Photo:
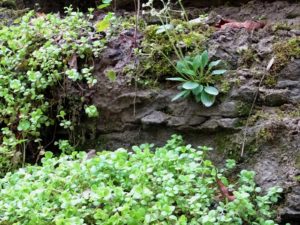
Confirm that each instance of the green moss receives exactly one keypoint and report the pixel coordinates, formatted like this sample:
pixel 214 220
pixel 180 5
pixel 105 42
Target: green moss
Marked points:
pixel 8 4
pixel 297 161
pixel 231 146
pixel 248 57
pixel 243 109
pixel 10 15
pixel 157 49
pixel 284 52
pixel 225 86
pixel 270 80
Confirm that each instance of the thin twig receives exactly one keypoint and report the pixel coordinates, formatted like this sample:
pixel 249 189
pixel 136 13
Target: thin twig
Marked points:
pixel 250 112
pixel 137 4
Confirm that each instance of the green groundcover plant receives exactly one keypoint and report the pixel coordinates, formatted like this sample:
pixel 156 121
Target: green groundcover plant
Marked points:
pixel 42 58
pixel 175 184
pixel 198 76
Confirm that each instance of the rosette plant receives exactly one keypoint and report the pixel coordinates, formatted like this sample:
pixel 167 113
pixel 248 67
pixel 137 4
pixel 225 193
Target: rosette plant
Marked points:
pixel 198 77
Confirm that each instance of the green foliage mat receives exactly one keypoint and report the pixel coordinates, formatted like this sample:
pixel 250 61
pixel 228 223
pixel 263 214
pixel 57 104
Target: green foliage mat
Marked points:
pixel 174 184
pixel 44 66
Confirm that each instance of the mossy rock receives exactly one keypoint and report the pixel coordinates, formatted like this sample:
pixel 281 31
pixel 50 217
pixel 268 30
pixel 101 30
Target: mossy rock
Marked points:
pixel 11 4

==

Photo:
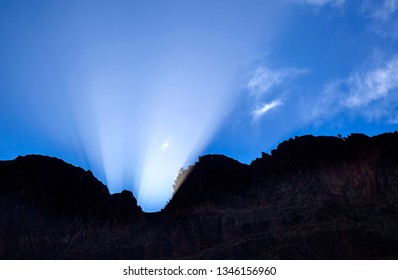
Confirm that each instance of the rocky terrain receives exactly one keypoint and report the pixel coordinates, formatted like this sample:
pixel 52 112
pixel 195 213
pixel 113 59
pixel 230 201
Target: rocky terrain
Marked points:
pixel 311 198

TASK INSTRUCTIONS
Render the lines of the listing above as a JSON list of strings, one string per line and no entries for blank lines, running from the line with "Confirm that each instance of the green foliage" to the line with "pixel 44 66", both included.

SOLVED PROBLEM
[
  "Confirm that each instance of the green foliage mat receives exactly one keypoint and report the pixel coordinates, formatted like this sample:",
  "pixel 250 61",
  "pixel 228 223",
  "pixel 263 214",
  "pixel 57 104",
  "Target: green foliage mat",
  "Marked points:",
  "pixel 174 184",
  "pixel 44 66"
]